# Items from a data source
■ ■ ■ ■

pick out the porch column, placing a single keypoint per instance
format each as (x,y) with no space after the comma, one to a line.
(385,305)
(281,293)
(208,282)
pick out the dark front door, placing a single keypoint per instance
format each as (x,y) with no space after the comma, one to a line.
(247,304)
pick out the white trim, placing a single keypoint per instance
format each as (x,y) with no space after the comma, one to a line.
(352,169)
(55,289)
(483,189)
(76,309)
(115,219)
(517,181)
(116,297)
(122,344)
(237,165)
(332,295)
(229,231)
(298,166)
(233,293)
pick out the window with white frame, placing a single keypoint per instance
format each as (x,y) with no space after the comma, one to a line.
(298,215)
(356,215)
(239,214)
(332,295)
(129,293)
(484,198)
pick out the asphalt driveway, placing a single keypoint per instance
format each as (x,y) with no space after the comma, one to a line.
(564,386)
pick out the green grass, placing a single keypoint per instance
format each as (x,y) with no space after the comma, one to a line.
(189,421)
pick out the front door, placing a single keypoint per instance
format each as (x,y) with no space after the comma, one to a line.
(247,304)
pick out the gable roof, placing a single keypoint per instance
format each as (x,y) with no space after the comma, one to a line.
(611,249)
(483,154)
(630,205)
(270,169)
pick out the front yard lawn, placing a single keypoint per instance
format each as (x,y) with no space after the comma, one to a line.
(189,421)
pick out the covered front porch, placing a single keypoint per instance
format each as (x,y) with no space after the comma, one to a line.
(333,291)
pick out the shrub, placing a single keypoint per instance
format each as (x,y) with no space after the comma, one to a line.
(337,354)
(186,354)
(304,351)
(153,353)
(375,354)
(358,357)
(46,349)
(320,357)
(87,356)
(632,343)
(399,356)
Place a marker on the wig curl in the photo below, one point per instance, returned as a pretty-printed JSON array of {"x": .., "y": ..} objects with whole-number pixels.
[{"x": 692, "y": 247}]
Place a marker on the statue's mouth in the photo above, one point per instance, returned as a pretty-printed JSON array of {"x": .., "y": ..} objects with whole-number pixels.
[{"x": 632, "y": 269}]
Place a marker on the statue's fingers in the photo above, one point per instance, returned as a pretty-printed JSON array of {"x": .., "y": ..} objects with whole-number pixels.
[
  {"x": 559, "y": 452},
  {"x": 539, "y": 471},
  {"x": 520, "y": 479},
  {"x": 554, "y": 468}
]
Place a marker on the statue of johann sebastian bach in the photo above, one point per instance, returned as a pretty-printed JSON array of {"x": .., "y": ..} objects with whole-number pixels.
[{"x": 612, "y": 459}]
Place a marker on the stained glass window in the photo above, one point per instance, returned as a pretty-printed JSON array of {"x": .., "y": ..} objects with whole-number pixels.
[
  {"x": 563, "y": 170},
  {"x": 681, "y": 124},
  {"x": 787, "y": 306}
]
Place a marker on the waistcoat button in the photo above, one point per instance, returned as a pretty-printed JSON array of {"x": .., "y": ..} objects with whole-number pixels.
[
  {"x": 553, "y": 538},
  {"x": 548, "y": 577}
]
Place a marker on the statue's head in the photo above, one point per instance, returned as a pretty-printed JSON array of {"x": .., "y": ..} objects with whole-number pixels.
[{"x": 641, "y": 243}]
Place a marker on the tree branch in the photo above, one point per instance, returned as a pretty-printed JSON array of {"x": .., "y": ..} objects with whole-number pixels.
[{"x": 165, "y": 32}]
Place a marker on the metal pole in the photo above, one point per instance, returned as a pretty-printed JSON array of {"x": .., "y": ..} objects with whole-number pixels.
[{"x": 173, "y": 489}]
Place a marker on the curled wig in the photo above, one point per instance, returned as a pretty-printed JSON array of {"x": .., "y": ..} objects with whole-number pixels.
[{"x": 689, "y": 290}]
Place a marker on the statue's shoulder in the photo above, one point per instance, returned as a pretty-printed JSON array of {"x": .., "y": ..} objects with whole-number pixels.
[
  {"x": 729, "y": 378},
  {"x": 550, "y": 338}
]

■ ■ ■ ■

# Problem details
Please reproduce all of the entries above exactly as they appear.

# Completed exercise
pick out the porch column, placing a single keypoint per instance
format each as (x,y) with no space after the comma, one to a line.
(385,305)
(281,293)
(208,282)
pick out the dark front door, placing a single keypoint per instance
format each as (x,y) with no space after the comma, one to a line.
(247,304)
pick out the white trim, placing a single keypoint per instance
format each as (x,y) with no space after the comma, one to a line.
(352,169)
(55,289)
(483,189)
(76,309)
(115,219)
(517,181)
(116,297)
(122,344)
(237,165)
(332,295)
(229,231)
(298,166)
(233,293)
pick out the window with white frame, placing a single keypoint per instance
format each as (x,y) with no space after the comma, one to a line.
(298,215)
(356,215)
(239,214)
(332,295)
(129,293)
(484,198)
pick out the asphalt driveway, placing a single keypoint per instance
format each as (x,y) with no space after the comma, one to a line.
(564,386)
pick out the green grass, placing a single keypoint per instance
format each as (x,y) with no space after the comma, one to a line.
(189,421)
pick out the front door, placing a single keypoint per instance
format each as (x,y) with no space after the comma, one to a line.
(247,304)
pick out the gable roof, placing a single keypoint per instance
format each as (x,y) with no space after the comma, one to a line.
(611,249)
(483,154)
(630,205)
(270,169)
pick out the front yard lawn, placing a single keypoint per instance
format each as (x,y) with no space after the comma, one to a line.
(189,421)
pick out the covered front porch, placing a single keypoint per instance
format each as (x,y) with no space after the comma, one to a line.
(333,291)
pick out the shrub, placing a single keypoint per instance
format each as (x,y) with no space after the comma, one to a line.
(337,354)
(186,354)
(304,351)
(153,353)
(375,354)
(358,357)
(46,349)
(320,357)
(87,356)
(632,343)
(399,356)
Place a marker on the wig curl in the photo below, one point per instance, returned as a pretty-printed JSON array of {"x": .., "y": ..} objects with whole-number pixels.
[{"x": 692, "y": 247}]
Place a marker on the statue's mouth in the photo above, one point per instance, returned as a pretty-printed JSON array of {"x": .., "y": ..} objects with whole-number pixels.
[{"x": 632, "y": 269}]
Place a marker on the statue's fingers in the photo above, one point per instance, returned as a pretty-printed JSON array of {"x": .., "y": ..} objects with whole-number pixels.
[
  {"x": 559, "y": 452},
  {"x": 539, "y": 471},
  {"x": 520, "y": 479},
  {"x": 554, "y": 468}
]
Place a marker on the statue of johann sebastian bach in the photo above, one point per instance, returned as a pretty-printed JSON array of {"x": .., "y": ..} objects with whole-number pixels.
[{"x": 612, "y": 459}]
Place a marker on the stained glass window in the photo above, one point per instance, returned as a pretty-printed JSON array of {"x": .., "y": ..} objects with whole-number pixels.
[
  {"x": 563, "y": 170},
  {"x": 681, "y": 124},
  {"x": 787, "y": 306}
]
Place a marker on the waistcoat button in the photo above, one point per instance, returned as a pretty-printed JSON array of {"x": .., "y": ..} objects with whole-number pixels.
[
  {"x": 553, "y": 538},
  {"x": 548, "y": 577}
]
Place a marker on the statue's head in the photo above, one point per instance, returned as a pretty-printed JSON array of {"x": .., "y": ..} objects with whole-number pixels.
[{"x": 641, "y": 243}]
Place a marker on the tree branch in the photo above, one point per instance, returned as a pretty-printed JSON array of {"x": .., "y": ..} objects with whole-number pixels.
[{"x": 165, "y": 32}]
Place a marker on the metal pole in the photo above, one point per instance, returned as a pretty-printed JSON array of {"x": .., "y": ..} objects with whole-number pixels.
[{"x": 173, "y": 489}]
Place a marker on the curled wig in the photo above, one point per instance, returned as a pretty-printed JSON array of {"x": .., "y": ..} objects with whole-number pixels.
[{"x": 689, "y": 290}]
Place a marker on the statue's shoulder in the photo above, one point per instance, returned as a pretty-printed JSON array of {"x": .., "y": ..} objects with whole-number pixels.
[
  {"x": 729, "y": 378},
  {"x": 550, "y": 338}
]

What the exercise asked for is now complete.